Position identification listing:
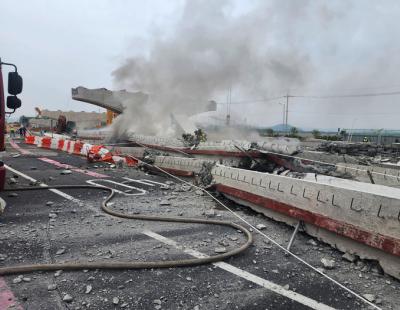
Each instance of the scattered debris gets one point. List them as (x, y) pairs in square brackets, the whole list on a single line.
[(369, 297), (115, 300), (261, 226), (67, 298), (349, 257), (328, 263), (220, 250)]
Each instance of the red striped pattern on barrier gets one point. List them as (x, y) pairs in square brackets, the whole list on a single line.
[(92, 152)]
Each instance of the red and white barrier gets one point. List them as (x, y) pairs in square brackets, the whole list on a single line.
[(92, 152)]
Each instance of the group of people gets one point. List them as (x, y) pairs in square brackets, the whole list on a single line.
[(20, 131)]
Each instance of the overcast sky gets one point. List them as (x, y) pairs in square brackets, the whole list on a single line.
[(330, 47), (62, 44)]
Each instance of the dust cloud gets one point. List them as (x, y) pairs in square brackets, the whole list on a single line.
[(258, 50)]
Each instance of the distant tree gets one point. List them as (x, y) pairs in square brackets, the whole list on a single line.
[(294, 131), (269, 132), (316, 133)]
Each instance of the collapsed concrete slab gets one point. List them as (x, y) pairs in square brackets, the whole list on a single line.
[(355, 217), (111, 100)]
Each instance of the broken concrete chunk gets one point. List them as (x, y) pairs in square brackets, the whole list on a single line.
[(312, 242), (199, 192), (67, 298), (58, 273), (210, 213), (220, 250), (115, 300), (349, 257), (233, 238), (261, 226), (369, 297), (60, 251), (328, 263)]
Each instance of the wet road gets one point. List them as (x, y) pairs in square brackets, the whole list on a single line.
[(68, 225)]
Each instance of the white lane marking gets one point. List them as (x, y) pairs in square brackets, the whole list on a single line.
[(227, 267), (96, 182), (137, 181), (154, 182), (245, 275), (53, 190)]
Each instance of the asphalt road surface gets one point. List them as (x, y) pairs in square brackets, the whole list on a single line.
[(59, 226)]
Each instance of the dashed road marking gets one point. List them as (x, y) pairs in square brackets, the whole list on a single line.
[(97, 182), (53, 190), (245, 275), (313, 304), (66, 166), (18, 148)]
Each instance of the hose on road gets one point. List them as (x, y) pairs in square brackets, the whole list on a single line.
[(130, 264)]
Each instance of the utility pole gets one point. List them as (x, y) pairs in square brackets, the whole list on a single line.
[(287, 112)]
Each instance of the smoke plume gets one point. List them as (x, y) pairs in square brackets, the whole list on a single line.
[(258, 50)]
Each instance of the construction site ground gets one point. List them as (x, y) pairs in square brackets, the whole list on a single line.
[(44, 227)]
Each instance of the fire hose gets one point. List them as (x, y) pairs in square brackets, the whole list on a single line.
[(130, 264)]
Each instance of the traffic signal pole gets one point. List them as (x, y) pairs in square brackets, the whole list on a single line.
[(2, 112)]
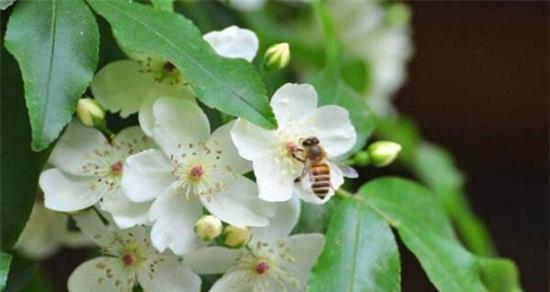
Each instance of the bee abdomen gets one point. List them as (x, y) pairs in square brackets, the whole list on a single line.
[(321, 179)]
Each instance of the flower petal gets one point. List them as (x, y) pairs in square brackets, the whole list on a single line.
[(221, 141), (146, 175), (293, 101), (174, 217), (121, 86), (169, 276), (131, 140), (336, 134), (238, 203), (274, 183), (234, 42), (67, 193), (77, 142), (178, 123), (212, 260), (125, 213), (251, 140), (306, 249), (231, 282), (280, 225), (91, 276)]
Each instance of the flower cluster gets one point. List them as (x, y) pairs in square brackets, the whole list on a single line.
[(172, 199)]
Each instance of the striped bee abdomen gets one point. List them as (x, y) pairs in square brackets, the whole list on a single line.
[(320, 173)]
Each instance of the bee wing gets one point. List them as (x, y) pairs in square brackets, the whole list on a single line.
[(347, 171)]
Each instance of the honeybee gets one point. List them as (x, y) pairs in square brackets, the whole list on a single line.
[(316, 166)]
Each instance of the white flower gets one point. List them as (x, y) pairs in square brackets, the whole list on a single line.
[(194, 169), (130, 86), (366, 33), (271, 152), (46, 232), (273, 261), (87, 170), (128, 260)]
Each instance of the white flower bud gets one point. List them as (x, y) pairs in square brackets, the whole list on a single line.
[(382, 153), (278, 55), (236, 236), (89, 112), (208, 227)]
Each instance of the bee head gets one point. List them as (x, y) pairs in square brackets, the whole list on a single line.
[(310, 141)]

_Your task_
Repeat the listing word for word, from the line with "Each instance of the bee head" through the end of the listing.

_Expected output_
Each instance of the bee head gets one point. List them as (x, y) pairs in square brackets, the whole list on a single line.
[(310, 141)]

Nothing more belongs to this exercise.